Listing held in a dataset
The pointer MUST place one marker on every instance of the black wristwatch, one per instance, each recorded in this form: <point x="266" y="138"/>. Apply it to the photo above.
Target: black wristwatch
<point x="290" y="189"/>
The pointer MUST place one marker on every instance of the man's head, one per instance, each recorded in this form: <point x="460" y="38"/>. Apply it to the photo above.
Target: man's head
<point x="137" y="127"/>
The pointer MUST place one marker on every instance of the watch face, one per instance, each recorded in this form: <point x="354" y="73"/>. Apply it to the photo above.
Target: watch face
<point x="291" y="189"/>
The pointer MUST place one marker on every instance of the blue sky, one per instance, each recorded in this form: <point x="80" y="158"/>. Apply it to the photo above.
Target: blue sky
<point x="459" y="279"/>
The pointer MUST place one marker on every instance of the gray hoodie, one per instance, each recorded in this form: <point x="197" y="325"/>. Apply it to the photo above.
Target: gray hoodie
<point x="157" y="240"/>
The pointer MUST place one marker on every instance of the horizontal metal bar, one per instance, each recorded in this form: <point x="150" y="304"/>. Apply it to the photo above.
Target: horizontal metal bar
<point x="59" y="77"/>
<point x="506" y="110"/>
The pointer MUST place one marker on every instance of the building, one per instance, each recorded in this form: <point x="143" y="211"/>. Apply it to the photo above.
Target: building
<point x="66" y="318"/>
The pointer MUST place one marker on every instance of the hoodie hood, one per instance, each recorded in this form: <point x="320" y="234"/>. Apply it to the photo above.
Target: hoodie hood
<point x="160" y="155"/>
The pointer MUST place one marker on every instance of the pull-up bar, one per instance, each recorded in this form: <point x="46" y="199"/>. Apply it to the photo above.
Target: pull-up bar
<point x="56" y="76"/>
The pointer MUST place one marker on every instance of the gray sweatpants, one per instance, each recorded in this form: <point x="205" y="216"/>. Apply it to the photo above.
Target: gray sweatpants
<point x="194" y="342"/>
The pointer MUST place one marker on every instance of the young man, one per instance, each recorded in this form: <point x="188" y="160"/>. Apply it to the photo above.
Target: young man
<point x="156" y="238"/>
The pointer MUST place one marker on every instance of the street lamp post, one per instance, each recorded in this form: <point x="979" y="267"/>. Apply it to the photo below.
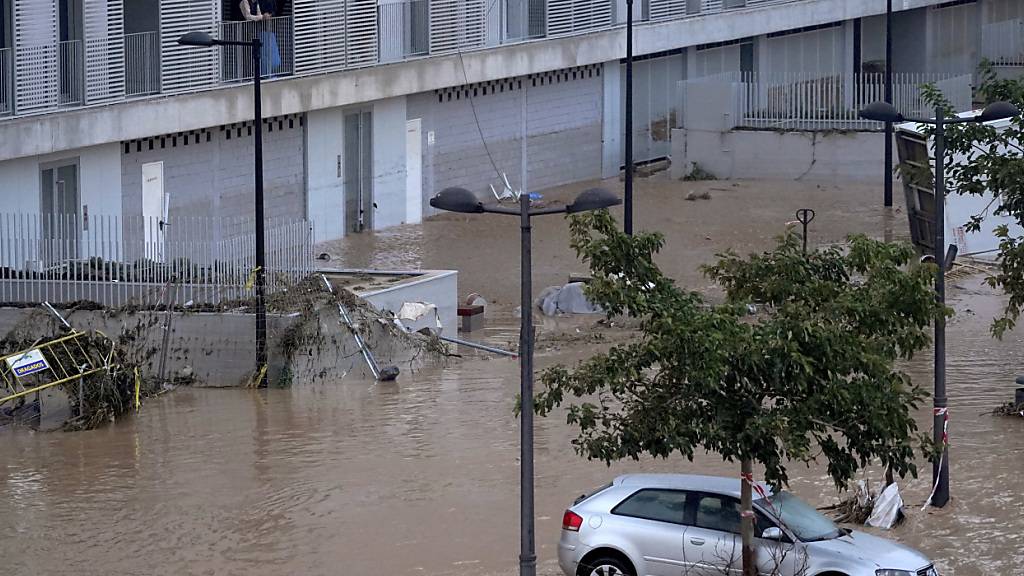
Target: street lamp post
<point x="628" y="215"/>
<point x="461" y="200"/>
<point x="884" y="112"/>
<point x="888" y="196"/>
<point x="203" y="39"/>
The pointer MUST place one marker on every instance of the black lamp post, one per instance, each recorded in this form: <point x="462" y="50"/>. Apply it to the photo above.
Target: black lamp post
<point x="883" y="112"/>
<point x="628" y="216"/>
<point x="461" y="200"/>
<point x="205" y="40"/>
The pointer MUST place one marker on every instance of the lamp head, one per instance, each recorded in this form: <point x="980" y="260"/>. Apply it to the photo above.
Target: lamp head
<point x="457" y="200"/>
<point x="197" y="39"/>
<point x="882" y="112"/>
<point x="998" y="111"/>
<point x="593" y="199"/>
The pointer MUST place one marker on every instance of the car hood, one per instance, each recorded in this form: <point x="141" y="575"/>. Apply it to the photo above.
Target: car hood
<point x="879" y="551"/>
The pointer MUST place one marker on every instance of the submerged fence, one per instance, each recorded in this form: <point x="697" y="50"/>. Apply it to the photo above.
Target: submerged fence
<point x="117" y="260"/>
<point x="803" y="101"/>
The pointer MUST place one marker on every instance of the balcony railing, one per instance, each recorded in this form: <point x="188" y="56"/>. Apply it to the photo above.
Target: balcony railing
<point x="525" y="19"/>
<point x="70" y="67"/>
<point x="278" y="55"/>
<point x="403" y="29"/>
<point x="1003" y="42"/>
<point x="141" y="64"/>
<point x="6" y="82"/>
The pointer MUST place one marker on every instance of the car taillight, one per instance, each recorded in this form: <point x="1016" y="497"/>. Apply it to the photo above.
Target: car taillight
<point x="571" y="521"/>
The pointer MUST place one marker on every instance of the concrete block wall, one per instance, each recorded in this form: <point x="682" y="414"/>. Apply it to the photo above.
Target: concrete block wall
<point x="561" y="112"/>
<point x="210" y="172"/>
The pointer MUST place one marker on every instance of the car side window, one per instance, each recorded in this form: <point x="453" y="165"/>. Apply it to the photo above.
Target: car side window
<point x="718" y="512"/>
<point x="660" y="505"/>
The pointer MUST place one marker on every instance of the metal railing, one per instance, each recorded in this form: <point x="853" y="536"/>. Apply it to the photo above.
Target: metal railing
<point x="142" y="64"/>
<point x="276" y="57"/>
<point x="803" y="101"/>
<point x="403" y="30"/>
<point x="1003" y="42"/>
<point x="71" y="69"/>
<point x="6" y="81"/>
<point x="115" y="259"/>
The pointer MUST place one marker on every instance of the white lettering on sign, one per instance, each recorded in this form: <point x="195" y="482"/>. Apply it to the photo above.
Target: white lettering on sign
<point x="28" y="363"/>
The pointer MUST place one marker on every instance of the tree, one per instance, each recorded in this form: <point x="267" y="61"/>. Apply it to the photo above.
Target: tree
<point x="810" y="373"/>
<point x="980" y="159"/>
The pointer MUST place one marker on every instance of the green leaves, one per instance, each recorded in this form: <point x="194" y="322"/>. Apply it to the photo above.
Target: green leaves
<point x="981" y="159"/>
<point x="812" y="373"/>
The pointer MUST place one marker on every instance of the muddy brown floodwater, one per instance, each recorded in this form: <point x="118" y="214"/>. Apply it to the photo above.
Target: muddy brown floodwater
<point x="421" y="476"/>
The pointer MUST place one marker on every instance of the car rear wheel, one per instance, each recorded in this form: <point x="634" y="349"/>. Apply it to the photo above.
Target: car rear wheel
<point x="605" y="567"/>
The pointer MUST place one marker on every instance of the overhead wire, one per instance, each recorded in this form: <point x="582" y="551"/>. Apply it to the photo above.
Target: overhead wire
<point x="472" y="104"/>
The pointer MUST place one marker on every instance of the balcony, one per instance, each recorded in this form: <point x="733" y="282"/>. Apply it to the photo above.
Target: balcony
<point x="278" y="55"/>
<point x="6" y="82"/>
<point x="1003" y="42"/>
<point x="403" y="30"/>
<point x="141" y="64"/>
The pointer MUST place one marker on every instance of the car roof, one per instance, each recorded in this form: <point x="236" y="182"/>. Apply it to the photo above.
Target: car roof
<point x="715" y="484"/>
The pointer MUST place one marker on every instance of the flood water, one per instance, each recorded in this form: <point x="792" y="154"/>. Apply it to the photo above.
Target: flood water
<point x="421" y="476"/>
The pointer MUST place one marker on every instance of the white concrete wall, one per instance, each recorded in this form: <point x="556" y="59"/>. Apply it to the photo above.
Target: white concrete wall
<point x="99" y="179"/>
<point x="146" y="117"/>
<point x="611" y="133"/>
<point x="214" y="176"/>
<point x="389" y="162"/>
<point x="780" y="156"/>
<point x="325" y="182"/>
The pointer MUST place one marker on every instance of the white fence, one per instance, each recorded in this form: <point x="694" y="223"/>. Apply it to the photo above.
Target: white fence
<point x="132" y="259"/>
<point x="799" y="101"/>
<point x="1003" y="42"/>
<point x="141" y="64"/>
<point x="276" y="56"/>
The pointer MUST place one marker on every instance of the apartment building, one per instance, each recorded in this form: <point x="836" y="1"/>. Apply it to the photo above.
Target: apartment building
<point x="371" y="107"/>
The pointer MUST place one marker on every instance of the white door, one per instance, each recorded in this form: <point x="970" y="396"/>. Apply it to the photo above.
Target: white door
<point x="154" y="210"/>
<point x="414" y="171"/>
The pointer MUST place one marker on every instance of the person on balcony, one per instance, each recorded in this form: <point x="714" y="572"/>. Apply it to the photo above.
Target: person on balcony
<point x="252" y="10"/>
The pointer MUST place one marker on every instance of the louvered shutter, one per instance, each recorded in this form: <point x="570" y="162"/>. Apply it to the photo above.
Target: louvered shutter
<point x="187" y="68"/>
<point x="35" y="55"/>
<point x="104" y="57"/>
<point x="457" y="25"/>
<point x="569" y="16"/>
<point x="360" y="40"/>
<point x="320" y="35"/>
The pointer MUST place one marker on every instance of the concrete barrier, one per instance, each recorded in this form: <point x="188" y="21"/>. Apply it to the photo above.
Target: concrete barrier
<point x="779" y="156"/>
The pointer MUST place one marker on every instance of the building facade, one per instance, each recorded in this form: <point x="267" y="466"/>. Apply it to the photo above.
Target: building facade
<point x="371" y="107"/>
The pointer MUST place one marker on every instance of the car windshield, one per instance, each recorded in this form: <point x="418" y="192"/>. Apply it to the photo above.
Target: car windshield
<point x="801" y="518"/>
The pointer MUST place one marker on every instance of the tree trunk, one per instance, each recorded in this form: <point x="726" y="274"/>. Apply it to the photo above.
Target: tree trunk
<point x="747" y="511"/>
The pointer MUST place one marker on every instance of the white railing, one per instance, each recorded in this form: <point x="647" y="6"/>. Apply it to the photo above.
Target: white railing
<point x="802" y="101"/>
<point x="403" y="30"/>
<point x="142" y="64"/>
<point x="276" y="56"/>
<point x="1003" y="42"/>
<point x="325" y="36"/>
<point x="6" y="82"/>
<point x="115" y="259"/>
<point x="70" y="67"/>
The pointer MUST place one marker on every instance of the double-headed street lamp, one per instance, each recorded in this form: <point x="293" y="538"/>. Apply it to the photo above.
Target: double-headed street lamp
<point x="204" y="40"/>
<point x="461" y="200"/>
<point x="883" y="112"/>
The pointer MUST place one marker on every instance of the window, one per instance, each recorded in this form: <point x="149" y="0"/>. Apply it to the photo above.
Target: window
<point x="662" y="505"/>
<point x="718" y="512"/>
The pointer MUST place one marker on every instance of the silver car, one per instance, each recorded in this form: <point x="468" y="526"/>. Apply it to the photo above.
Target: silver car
<point x="675" y="525"/>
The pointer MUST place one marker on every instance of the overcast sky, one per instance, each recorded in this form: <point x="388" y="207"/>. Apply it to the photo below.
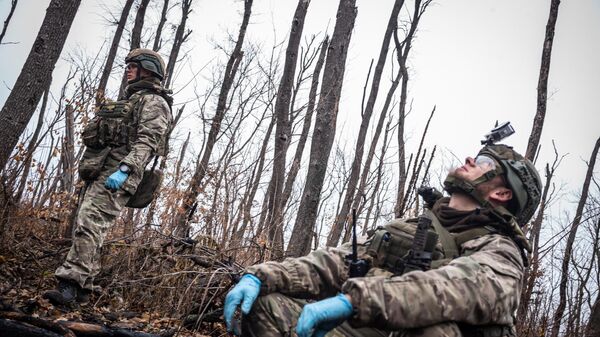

• Aim:
Count the lines in the listing above that contain the word "floodwater", and reply with only that number.

• Solution:
2